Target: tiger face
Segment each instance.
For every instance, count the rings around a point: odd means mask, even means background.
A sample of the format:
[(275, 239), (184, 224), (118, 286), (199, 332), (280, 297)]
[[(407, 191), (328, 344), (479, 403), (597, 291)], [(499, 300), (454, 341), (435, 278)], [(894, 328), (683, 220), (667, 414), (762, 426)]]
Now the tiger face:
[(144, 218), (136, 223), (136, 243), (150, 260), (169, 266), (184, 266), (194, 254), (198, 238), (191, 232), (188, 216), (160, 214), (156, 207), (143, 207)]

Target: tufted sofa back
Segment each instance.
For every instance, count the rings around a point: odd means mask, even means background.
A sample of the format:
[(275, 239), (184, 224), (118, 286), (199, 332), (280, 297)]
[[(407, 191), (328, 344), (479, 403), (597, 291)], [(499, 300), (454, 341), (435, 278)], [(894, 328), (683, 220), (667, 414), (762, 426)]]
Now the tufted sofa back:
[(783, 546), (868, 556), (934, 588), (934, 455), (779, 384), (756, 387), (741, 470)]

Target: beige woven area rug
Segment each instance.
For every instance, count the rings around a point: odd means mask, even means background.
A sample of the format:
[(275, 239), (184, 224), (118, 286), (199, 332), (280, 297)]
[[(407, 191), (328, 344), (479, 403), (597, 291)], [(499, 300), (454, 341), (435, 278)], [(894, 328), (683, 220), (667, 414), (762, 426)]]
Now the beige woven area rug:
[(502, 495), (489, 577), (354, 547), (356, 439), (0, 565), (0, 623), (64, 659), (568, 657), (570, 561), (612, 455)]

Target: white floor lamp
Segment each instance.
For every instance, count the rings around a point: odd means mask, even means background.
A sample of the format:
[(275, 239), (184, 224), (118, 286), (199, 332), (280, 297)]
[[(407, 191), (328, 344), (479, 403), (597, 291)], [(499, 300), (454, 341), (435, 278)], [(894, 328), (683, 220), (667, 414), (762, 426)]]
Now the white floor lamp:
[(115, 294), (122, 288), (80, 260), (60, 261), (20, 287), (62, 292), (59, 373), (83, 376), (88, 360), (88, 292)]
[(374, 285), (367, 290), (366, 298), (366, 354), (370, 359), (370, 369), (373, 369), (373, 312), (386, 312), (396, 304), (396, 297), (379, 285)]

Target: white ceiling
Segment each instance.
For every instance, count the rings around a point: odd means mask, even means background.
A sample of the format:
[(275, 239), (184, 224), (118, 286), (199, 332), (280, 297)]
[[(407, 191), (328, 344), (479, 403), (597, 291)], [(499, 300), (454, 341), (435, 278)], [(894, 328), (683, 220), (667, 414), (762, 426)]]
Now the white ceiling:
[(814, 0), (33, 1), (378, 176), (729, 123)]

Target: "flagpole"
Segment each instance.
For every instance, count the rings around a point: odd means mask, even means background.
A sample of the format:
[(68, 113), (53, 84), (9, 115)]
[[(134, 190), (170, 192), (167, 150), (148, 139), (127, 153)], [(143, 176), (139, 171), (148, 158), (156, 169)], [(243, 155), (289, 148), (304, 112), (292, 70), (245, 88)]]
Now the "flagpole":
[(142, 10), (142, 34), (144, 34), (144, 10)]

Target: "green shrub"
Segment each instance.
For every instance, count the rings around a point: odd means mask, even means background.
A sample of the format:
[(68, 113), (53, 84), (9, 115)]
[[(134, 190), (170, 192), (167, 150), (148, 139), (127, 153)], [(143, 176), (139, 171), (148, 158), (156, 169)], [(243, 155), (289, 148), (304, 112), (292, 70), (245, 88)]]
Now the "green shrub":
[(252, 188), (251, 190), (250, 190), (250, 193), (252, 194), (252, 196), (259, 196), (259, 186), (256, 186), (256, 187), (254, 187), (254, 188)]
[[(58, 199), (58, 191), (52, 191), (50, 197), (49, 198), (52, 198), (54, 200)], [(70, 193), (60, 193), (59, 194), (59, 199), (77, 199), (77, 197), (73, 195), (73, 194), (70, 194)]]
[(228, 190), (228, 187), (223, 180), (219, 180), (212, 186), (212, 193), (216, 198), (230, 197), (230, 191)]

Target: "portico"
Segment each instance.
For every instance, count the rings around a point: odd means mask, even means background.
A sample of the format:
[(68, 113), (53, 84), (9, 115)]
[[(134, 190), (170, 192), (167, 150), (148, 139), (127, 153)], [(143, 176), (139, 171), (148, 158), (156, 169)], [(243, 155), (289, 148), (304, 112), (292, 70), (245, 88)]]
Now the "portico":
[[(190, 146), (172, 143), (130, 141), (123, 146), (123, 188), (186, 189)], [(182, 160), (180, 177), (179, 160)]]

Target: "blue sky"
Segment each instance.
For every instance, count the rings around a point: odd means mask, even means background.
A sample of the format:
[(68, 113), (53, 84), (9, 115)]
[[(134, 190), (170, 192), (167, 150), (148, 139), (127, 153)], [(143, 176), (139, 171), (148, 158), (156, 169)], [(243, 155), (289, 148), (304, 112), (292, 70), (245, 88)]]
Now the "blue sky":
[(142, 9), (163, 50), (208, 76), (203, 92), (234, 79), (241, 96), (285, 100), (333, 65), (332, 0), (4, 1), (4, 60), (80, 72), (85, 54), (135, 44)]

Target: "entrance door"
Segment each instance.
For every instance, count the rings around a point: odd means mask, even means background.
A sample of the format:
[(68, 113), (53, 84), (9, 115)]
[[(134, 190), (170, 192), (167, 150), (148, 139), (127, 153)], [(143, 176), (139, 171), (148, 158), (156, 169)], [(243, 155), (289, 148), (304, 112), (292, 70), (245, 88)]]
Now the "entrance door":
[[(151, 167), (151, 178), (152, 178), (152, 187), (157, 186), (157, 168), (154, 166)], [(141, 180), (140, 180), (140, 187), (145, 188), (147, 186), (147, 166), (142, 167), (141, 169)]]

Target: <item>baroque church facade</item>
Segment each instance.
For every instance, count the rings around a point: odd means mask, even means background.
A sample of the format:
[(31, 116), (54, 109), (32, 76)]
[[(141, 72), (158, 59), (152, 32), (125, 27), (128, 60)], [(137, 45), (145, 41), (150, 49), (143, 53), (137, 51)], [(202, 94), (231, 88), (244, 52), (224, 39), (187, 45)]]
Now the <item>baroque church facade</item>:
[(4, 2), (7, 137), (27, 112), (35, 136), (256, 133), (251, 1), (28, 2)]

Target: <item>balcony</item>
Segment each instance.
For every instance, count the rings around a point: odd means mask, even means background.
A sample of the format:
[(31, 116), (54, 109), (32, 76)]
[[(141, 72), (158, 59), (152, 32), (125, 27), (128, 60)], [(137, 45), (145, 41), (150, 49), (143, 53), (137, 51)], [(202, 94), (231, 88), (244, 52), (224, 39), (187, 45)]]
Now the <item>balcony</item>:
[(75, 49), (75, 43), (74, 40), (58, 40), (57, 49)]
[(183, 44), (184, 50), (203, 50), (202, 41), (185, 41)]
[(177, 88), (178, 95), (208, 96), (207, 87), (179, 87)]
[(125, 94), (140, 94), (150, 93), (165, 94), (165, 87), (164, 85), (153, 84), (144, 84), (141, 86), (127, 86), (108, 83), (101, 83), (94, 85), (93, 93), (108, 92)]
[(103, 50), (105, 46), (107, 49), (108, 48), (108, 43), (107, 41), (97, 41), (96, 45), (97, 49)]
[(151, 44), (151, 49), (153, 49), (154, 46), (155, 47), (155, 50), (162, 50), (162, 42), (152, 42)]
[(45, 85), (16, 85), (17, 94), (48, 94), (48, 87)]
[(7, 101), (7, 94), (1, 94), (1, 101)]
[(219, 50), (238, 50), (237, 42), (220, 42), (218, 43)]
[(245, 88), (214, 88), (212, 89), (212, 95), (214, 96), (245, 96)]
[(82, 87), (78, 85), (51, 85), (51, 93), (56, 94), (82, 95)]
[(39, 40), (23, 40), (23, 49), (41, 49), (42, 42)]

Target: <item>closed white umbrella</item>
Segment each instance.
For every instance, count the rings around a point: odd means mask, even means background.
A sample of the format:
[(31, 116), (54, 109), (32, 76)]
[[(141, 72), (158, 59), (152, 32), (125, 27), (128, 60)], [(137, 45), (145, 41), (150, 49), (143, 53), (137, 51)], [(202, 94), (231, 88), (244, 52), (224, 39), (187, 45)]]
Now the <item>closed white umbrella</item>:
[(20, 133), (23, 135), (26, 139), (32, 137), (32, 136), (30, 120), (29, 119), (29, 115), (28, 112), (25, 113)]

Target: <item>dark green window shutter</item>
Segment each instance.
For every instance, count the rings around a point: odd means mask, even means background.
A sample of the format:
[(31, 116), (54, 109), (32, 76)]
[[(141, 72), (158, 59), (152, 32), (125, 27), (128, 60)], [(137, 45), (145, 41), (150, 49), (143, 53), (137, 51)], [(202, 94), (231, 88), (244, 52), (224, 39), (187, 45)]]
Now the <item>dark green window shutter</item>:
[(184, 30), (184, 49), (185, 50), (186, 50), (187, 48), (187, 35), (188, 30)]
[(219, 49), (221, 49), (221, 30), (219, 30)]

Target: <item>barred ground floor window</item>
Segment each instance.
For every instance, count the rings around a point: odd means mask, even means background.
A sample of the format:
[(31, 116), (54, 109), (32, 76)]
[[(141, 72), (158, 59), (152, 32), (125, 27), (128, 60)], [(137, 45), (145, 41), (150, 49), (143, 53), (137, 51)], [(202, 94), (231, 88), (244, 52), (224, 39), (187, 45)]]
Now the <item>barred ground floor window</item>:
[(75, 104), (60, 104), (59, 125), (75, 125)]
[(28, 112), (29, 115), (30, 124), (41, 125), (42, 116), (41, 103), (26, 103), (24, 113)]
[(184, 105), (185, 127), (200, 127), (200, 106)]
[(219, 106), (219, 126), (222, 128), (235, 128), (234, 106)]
──────────
PROBLEM DETAILS. Extract every line of the material above that contains the string "dark", matching case exactly.

OUTPUT FOR THIS EXERCISE.
Target: <item>dark green window shutter</item>
Now the <item>dark green window shutter</item>:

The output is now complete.